> **Textauszug**

>>

NEPAL – Dünne Luft
Es ist nicht leicht, sich hier als Abenteurer zu fühlen. In Namche Bazaar, wo Reinhold Messner einst unterwegs zum Everest an seinem Trockenfleisch nagte, findet man heute alles, was auf 3440 m absolut nichts zu suchen hat. Einen Beautysalon für die Aufstiegs-French Nails, das höchste Irish Pub der Welt – mit Whiskey, der hier oben ähnlich schwer verträglich ist wie das Raclette im Schweizer Bistro nebenan. Der ganze Käse wird zu Fuß emporgetragen, denn eine Autobahn gibt es wider Erwarten noch nicht.
„Wäre es nicht vernünftiger, wir würden alle einfach unten bleiben?“, frage ich meinen Sherpa Jiban, während sich der Träger neben uns gerade eine Kloschüssel auf den Rücken schnallt. Lachend schüttelt er den Kopf „Ach Dorsi. Wir brauchen euch, und ihr braucht uns!“. Dann macht Jiban mir meinen Rucksack ordentlich zu und wir steigen weiter hinauf. Unser Ziel: Der Gokyo Ri in 5357 m Höhe.
Die ersten Etappen sind ein Klacks, verglichen mit der Challenge, etwas zu essen zu finden. Denn wie bitte soll man sich auf den seitenlangen Speisekarten der Lodges zwischen Yak-Burgern, Pizzen, Pasta-Kreationen u.v.v.v.m. entscheiden? „Iss bloß kein Fleisch! Das hängt hier schon länger rum als der Yeti!“, raunt ein Wanderer. Dass er bereits am Abstieg ist, kann ich an seinem Gesicht ablesen. Es ist krebsrot, mit einem weißen Panzerknacker-Streifen, wo vorher die Schneebrille war. Dramatisch blickt er mir in die Augen:
„It`s going to be hard. And when you think it`s hard, it`s going to be harder“.

<<

> **Gegebenes Material**
>>

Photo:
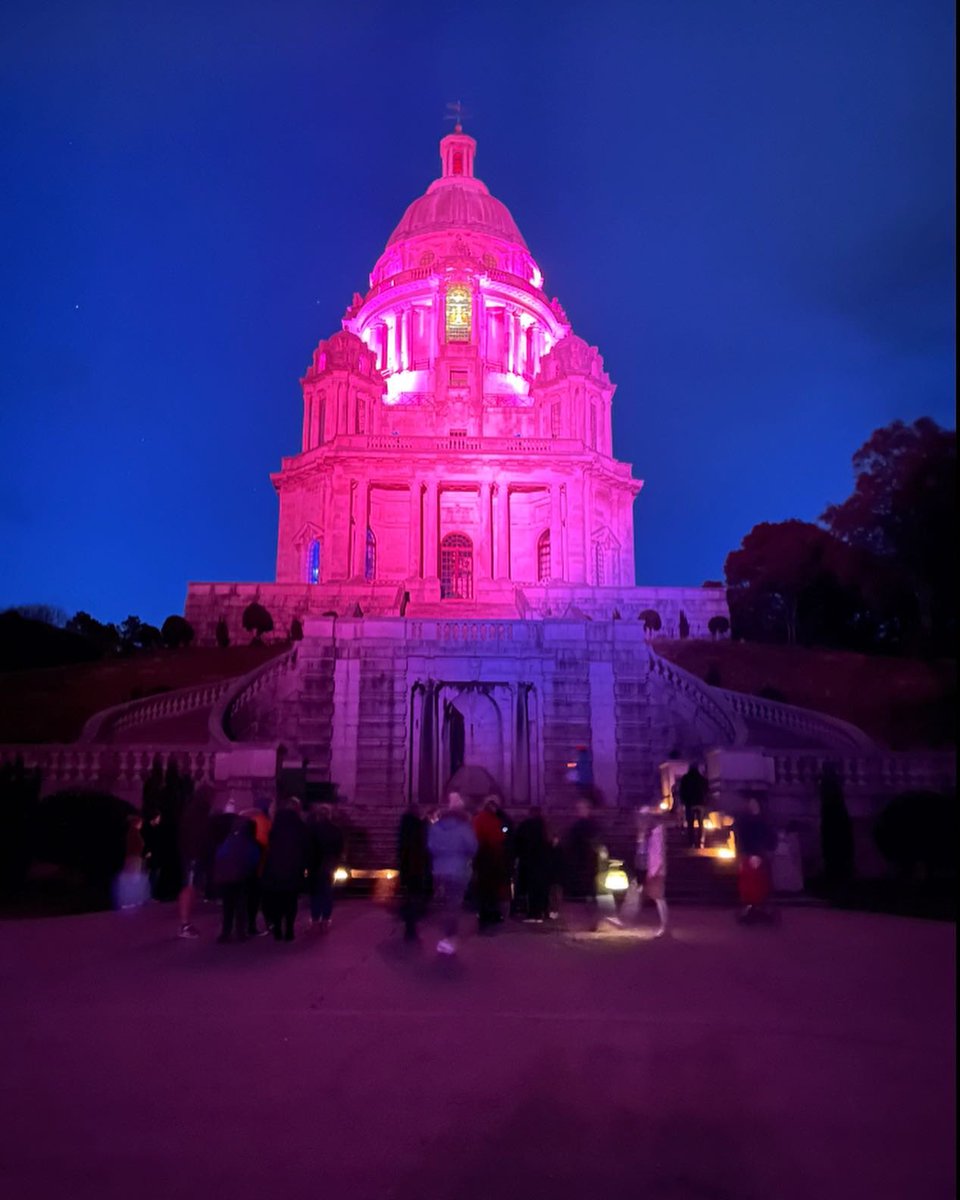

<<

> **Aufgaben**
[a] Schreiben Sie aus dem Nepal-Text den Abschnitt von „NEPAL – Dünne“ bis „Erwarten noch nicht.“ wortgetreu ab.
[b] Was schnallt sich der Träger im Nepal-Text auf den Rücken?
[c] Führen Sie den Reisetext über Nepal im Anschluss an seinen letzten Satz weiter.

> **Lösungen**
[a]
NEPAL – Dünne Luft
Es ist nicht leicht, sich hier als Abenteurer zu fühlen. In Namche Bazaar, wo Reinhold Messner einst unterwegs zum Everest an seinem Trockenfleisch nagte, findet man heute alles, was auf 3440 m absolut nichts zu suchen hat. Einen Beautysalon für die Aufstiegs-French Nails, das höchste Irish Pub der Welt – mit Whiskey, der hier oben ähnlich schwer verträglich ist wie das Raclette im Schweizer Bistro nebenan. Der ganze Käse wird zu Fuß emporgetragen, denn eine Autobahn gibt es wider Erwarten noch nicht.

[b] Eine Kloschüssel.

[c]
Ab der 4000er-Grenze wird es tatsächlich harder. Erstens wird das WLAN stetig teurer. Und zweitens raubt die Höhe mir den Schlaf. Vier Nächte mache ich kein Auge zu. Tagsüber gibt Jiban alles, um mich wach zu halten – indem er mich fröhlich mit Schneebällen bombardiert… oder einen Witz aus seinem breitgefächerten Potpourri (2 Stück) darbietet. Jedes Mal, wenn im Tal der Fluss aufblitzt, ruft er: „Swim back, Dorsi? Want to swim back?“. Und immer, wenn es zu regnen beginnt „Good, Dorsi! Free Shower!“.
Ich muss dazu sagen: Wir wanderten Tage an diesem Fluss entlang. Und es regnete viel. Sehr viel.
Überholt werden wir jeden Tag aufs Neue von zwei putzmunteren Französinnen, die mich in jeder Unterkunft bis zur Bettruhe auf Französisch zuplappern. Ungestört von der Tatsache, dass ich gar kein Französisch kann.
Mein Nervenkostüm wird von Tag zu Tag dünner – so wie die Luft. Als wir die letzte Lodge am Gokyo Lake erreichen, ist mir alles egal. Kurz sage ich „Bonjour, au revoir!“ zu den immer noch viel zu fitten Französinnen. Dann steige ich samt meinen Wanderboots in meinen Schlafsack. „Dorsi! No sleep!“. Jiban hebt mich aus dem Bett und stellt mich auf den Boden „Tagsüber schlafen macht höhenkrank! Geh, rede mit den Französinnen“. Da heule ich los: „Aber die können gar kein Engliiisch! Und ich heiße Doooris!!!“
Da endlich akzeptiert Jiban, dass ich eine erwachsene Frau bin und lässt mich in Ruhe Heia machen.
Und siehe da: Als am nächsten Tag die Sonne aufging, stand ich oben auf dem Gokyo Ri.
Unter mir die glitzernden Gletscher, um mich herum die gewaltigen Gipfel des Himalaya und direkt vor mir – strahlend in der Morgensonne – der Mount Everest.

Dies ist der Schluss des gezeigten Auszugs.